---- DATA SUPPLIED

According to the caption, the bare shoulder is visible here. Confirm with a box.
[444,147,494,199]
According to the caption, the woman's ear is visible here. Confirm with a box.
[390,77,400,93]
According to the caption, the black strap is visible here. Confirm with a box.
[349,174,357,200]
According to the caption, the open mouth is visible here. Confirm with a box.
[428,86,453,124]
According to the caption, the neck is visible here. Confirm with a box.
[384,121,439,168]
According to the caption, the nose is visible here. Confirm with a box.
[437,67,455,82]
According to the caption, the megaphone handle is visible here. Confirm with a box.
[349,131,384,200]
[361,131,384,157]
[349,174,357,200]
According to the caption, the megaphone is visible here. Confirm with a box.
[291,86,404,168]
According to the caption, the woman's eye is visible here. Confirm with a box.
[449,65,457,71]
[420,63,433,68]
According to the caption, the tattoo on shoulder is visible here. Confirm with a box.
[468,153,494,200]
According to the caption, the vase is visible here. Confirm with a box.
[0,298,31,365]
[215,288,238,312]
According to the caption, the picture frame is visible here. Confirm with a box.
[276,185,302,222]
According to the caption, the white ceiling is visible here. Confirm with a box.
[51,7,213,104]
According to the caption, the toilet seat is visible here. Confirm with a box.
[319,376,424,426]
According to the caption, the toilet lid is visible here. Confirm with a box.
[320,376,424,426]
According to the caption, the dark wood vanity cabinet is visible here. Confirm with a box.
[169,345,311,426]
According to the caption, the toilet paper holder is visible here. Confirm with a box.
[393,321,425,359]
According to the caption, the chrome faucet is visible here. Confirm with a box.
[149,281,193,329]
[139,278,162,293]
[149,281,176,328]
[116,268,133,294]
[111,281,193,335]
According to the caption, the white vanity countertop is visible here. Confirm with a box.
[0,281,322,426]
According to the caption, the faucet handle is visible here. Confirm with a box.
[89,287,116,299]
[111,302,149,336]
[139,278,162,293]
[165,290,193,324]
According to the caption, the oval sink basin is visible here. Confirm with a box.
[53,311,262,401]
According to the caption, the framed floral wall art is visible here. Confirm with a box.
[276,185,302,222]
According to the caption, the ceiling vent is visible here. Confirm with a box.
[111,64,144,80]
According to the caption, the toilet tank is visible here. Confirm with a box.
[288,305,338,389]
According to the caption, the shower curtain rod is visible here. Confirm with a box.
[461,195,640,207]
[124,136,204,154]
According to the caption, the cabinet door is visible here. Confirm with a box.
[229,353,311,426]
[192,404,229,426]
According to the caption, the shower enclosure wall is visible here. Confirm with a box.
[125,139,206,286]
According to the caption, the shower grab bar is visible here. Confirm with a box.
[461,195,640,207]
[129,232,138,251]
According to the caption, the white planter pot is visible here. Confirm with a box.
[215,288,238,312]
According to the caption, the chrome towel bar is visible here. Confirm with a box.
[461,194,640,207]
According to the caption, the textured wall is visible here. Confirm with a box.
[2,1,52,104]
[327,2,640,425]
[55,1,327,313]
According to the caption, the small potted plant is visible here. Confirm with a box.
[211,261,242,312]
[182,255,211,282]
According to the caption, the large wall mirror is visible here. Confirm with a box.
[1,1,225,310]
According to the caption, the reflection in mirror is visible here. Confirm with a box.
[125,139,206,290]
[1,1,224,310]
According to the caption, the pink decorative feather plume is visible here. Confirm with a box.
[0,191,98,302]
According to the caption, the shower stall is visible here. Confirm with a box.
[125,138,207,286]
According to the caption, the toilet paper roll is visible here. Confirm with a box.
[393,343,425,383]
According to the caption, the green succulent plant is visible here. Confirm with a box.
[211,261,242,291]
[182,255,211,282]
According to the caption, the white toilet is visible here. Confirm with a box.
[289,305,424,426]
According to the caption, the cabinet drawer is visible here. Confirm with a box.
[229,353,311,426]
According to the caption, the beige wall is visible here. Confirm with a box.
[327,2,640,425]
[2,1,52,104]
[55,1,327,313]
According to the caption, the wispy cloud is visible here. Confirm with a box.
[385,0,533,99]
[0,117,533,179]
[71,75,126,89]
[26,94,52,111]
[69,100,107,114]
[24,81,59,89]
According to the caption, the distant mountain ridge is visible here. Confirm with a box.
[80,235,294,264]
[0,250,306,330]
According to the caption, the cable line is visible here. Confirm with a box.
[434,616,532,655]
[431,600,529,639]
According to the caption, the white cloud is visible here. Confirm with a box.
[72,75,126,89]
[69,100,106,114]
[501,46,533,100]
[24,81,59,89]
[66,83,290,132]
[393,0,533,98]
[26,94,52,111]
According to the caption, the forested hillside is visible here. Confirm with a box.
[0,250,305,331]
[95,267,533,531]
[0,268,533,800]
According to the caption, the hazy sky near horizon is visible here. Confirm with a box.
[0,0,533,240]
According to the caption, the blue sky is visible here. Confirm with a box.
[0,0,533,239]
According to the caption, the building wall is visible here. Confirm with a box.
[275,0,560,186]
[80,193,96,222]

--------

### DO THIS
Express every item above as a two-column CSV with the header columns "prompt" and "boxes", giving one row per request. Place the request text and its answer each in a single quoted field, with any line breaks replaced by spaces.

### WRITTEN ANSWER
prompt,boxes
"According to the caption, the bare shoulder is visible here. Confirm with a box.","[444,147,494,199]"
"According to the caption, the woman's ear is visible here. Confirm with a box.","[390,77,400,93]"
"According to the caption, the black strap is visible here. Confirm with a box.","[349,174,357,200]"
"According to the caption, the open mouth is visible here. Confirm with a box.","[428,86,453,124]"
"According to the caption, the neck is visible here. Confirm with a box.","[384,121,439,168]"
"According to the caption, the nose is visible here. Confirm with a box.","[437,67,455,82]"
"According to the caption, the megaphone handle is visible here. Confirm with a box.","[349,131,384,200] [361,131,384,157] [349,174,357,200]"
"According to the caption, the megaphone is visible here. Confirm with a box.","[291,86,404,168]"
"According to the caption, the woman's eye is visible here. Confirm with a box.","[449,65,457,71] [420,63,433,68]"
"According to the caption, the tattoo on shoulder is visible here. Confirm with a box.","[468,153,494,200]"
"According to the caption, the vase is visible here. Confirm with a box.","[0,298,31,365] [215,288,238,312]"
"According to the caption, the picture frame is visible here. Confirm with a box.","[276,185,302,222]"
"According to the caption, the white ceiling is visible here. Confirm with a box.","[51,7,213,104]"
"According to the caption, the toilet seat is visible here. Confirm with a box.","[319,376,424,426]"
"According to the caption, the toilet lid is visible here. Confirm with a box.","[320,376,424,426]"
"According to the caption, the dark wood vanity cabinet is visible here. Confirm with a box.","[169,345,311,426]"
"According to the caption, the toilet paper holder is visible here. Confirm with a box.","[393,321,425,359]"
"According to the caption, the chrome faucet is visible here. Confirm with a box.","[149,281,193,329] [139,278,162,293] [149,281,176,328] [116,268,133,294] [111,281,193,335]"
"According to the caption, the white vanity countertop is visible here. Confirm with a box.","[0,281,322,426]"
"According to the caption, the faucet handle is visible here. Confirm with a box.","[89,287,116,299] [111,302,149,336] [139,278,162,293] [165,290,193,324]"
"According to the caption, the oval sink basin is visible here. Confirm with a box.","[53,311,262,401]"
"According to the caption, the framed floral wall art is visible here. Confirm with a box.","[276,185,302,222]"
"According to the caption, the ceiling vent is visible here. Confirm with a box.","[111,64,144,80]"
"According to the caption, the toilet tank is visible here. Confirm with a box.","[288,305,338,389]"
"According to the caption, the shower curtain rod is visible here. Confirm with a box.","[461,195,640,207] [124,136,204,154]"
"According to the caption, the cabinet door is visible here. Confirm with a box.","[229,353,311,426] [192,404,229,426]"
"According to the caption, the shower enclosure wall is visible here. Confirm with a box.","[125,139,206,286]"
"According to the caption, the shower grab bar is visible here. Confirm with a box.","[461,195,640,207] [129,232,138,251]"
"According to the caption, the white planter pot is visible here. Confirm with a box.","[215,288,238,312]"
"According to the caption, the chrome towel bar is visible here. Confirm with a box.","[461,194,640,207]"
"According to the caption, the textured wall is visible here. Confirm with a box.","[2,1,52,104] [327,2,640,425] [55,1,327,313]"
"According to the caption, the small potted plant is visible here. Confirm with a box.","[211,261,242,312] [182,255,211,282]"
"According to the caption, the large wall mirror is visible here. Confirm with a box.","[1,1,225,310]"
"According to the caption, the reflection in mirror is visible here. Confirm with a box.","[125,139,206,290] [1,1,224,310]"
"According to the caption, the pink decorative feather plume is visible here. Confirm with a box.","[0,191,98,302]"
"According to the caption, the shower stall is visible here. Confirm with a box.","[125,138,207,286]"
"According to the caption, the toilet paper roll is visible here. Confirm with a box.","[393,343,425,383]"
"According to the caption, the green succulent plant is visible here. Confirm with a box.","[211,261,242,291] [182,255,211,282]"
"According to the caption, the white toilet is visible here. Confirm with a box.","[289,305,424,426]"
"According to the caption, the cabinet drawer is visible here. Confirm with a box.","[229,353,311,426]"
"According to the caption, the beige wall is visible here. Confirm with a box.","[327,2,640,425] [2,1,52,104] [55,1,327,313]"
"According to the caption, the wispy cloud is visible here. Confirm with a box.","[385,0,533,99] [0,117,533,179] [71,75,126,89] [26,94,52,111] [69,100,107,114] [24,81,59,89]"
"According to the caption, the distant mountain ridge is visible here. Confirm with a box.","[80,235,294,264] [0,250,306,330]"
"According to the caption, the cable line is visible here. Confirm with a box.","[434,616,532,655] [431,600,529,639]"
"According to the caption, the white cloud is visible here. Confirm with a box.","[72,75,126,89] [69,100,106,114] [501,46,533,100] [24,81,59,89] [66,83,290,132] [393,0,533,98] [26,94,52,111]"
"According to the caption, the forested hillside is visible here. Confirm with a box.","[0,250,305,331] [95,267,533,531] [0,268,533,800]"
"According to the caption, the hazy sky near horizon is visible here. Confirm with a box.","[0,0,533,240]"
"According to the caption, the blue sky is visible here. Confirm with a box.","[0,0,533,239]"
"According to the caption, the building wall is visible here. Confirm with a box.","[275,0,560,186] [80,193,96,222]"